**Aim of the task**
Restate the whole of the material. Keep every word, and drop the pictures.

▼

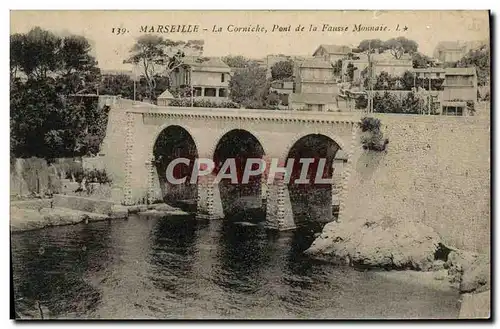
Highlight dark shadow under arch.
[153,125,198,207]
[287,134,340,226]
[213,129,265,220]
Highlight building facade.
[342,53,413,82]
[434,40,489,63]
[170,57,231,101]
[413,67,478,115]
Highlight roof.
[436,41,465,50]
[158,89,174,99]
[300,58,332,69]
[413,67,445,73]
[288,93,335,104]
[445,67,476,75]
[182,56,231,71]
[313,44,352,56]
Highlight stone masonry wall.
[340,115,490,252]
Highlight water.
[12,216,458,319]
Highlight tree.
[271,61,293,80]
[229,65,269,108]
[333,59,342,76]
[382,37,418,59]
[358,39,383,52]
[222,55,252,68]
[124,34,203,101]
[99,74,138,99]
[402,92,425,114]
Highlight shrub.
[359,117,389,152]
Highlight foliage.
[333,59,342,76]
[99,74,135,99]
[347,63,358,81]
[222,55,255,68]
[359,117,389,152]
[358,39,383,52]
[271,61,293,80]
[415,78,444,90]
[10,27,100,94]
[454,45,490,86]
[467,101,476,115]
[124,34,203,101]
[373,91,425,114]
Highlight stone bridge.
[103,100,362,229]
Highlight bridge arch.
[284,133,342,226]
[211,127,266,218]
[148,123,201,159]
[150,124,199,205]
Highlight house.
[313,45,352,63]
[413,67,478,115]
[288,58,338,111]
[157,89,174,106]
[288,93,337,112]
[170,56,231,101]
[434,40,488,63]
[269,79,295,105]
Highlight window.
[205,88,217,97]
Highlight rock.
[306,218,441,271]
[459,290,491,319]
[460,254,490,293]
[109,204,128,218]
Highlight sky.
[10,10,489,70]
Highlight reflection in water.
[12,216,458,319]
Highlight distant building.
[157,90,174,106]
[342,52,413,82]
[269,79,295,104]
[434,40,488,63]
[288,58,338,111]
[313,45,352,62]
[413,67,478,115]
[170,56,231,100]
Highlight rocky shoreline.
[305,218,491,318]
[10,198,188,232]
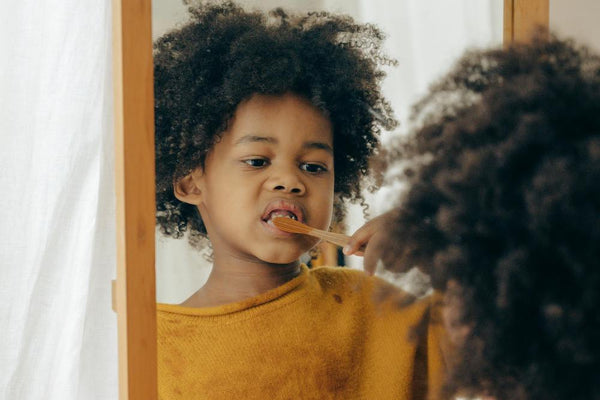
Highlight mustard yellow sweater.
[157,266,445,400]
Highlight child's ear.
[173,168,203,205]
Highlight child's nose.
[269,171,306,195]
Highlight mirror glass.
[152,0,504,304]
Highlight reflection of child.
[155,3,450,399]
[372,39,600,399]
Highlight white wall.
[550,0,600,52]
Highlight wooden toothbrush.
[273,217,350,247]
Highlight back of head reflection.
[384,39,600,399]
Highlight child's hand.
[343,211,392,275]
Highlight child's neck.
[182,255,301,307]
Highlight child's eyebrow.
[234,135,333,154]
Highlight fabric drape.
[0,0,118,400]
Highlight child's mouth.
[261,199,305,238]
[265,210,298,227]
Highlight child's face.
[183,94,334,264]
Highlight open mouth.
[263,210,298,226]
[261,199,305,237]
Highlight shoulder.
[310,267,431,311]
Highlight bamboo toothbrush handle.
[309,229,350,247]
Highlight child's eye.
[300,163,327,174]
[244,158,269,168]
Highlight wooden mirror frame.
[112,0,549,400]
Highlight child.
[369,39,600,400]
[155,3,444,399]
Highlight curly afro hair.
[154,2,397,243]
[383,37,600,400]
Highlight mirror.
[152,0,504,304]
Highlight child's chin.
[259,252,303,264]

▲

**Complete response**
Highlight dark shadow under arch.
[153,125,198,207]
[287,134,340,226]
[213,129,265,220]
Highlight building facade.
[342,53,413,82]
[434,40,489,63]
[170,57,231,101]
[413,67,478,115]
Highlight roof.
[436,41,465,50]
[158,89,174,99]
[300,58,332,69]
[413,67,445,73]
[288,93,335,104]
[445,67,476,75]
[182,56,231,71]
[313,44,352,56]
Highlight stone masonry wall.
[340,115,490,252]
Highlight water.
[12,216,458,319]
Highlight tree.
[271,61,293,80]
[229,65,269,108]
[333,59,342,76]
[382,37,418,59]
[358,39,383,52]
[222,55,252,68]
[124,34,203,101]
[99,74,138,99]
[402,92,425,114]
Highlight shrub.
[359,117,389,152]
Highlight foliage.
[333,59,342,76]
[99,74,135,99]
[347,63,358,81]
[222,55,255,68]
[359,117,389,152]
[358,39,383,52]
[271,61,293,80]
[415,78,444,90]
[10,27,100,94]
[454,45,490,86]
[467,101,476,115]
[124,34,203,101]
[373,91,425,114]
Highlight stone bridge.
[103,100,362,229]
Highlight bridge arch.
[284,133,342,226]
[211,127,266,218]
[148,123,201,159]
[150,124,199,205]
Highlight house.
[313,45,352,63]
[413,67,478,115]
[288,58,338,111]
[157,89,174,106]
[288,93,337,112]
[170,56,231,101]
[434,40,488,63]
[269,79,295,105]
Highlight window.
[205,88,217,97]
Highlight rock.
[306,218,441,271]
[459,290,491,319]
[460,254,490,293]
[109,204,128,218]
Highlight sky.
[10,10,489,70]
Highlight reflection in water.
[12,216,458,319]
Highlight distant building.
[157,90,174,106]
[342,52,413,82]
[269,79,295,104]
[434,40,488,63]
[288,58,338,111]
[313,45,352,62]
[413,67,478,115]
[170,56,231,100]
Highlight rocky shoreline.
[305,218,491,318]
[10,198,188,232]
Highlight mustard yellow sweater.
[157,266,445,400]
Highlight child's ear.
[173,168,203,205]
Highlight child's nose.
[269,171,306,195]
Highlight mirror glass.
[152,0,504,304]
Highlight reflection of child.
[155,3,450,399]
[372,39,600,399]
Highlight white wall.
[550,0,600,52]
Highlight wooden toothbrush.
[273,217,350,247]
Highlight back of head reflection.
[384,39,600,399]
Highlight child's hand.
[343,211,392,275]
Highlight child's neck.
[182,255,301,307]
Highlight child's eyebrow.
[234,135,333,154]
Highlight fabric drape.
[0,0,118,400]
Highlight child's mouth.
[261,199,305,238]
[265,210,298,227]
Highlight child's face.
[183,94,334,264]
Highlight open mouth.
[263,210,298,226]
[261,199,305,237]
Highlight shoulder.
[310,267,431,311]
Highlight bamboo toothbrush handle.
[309,229,350,247]
Highlight child's eye.
[300,163,327,174]
[244,158,269,168]
Highlight wooden mirror frame.
[112,0,549,400]
Highlight child.
[369,39,600,400]
[155,3,444,399]
Highlight curly afro hair.
[154,2,397,243]
[383,37,600,400]
Highlight mirror.
[152,0,504,304]
Highlight child's chin.
[259,252,303,264]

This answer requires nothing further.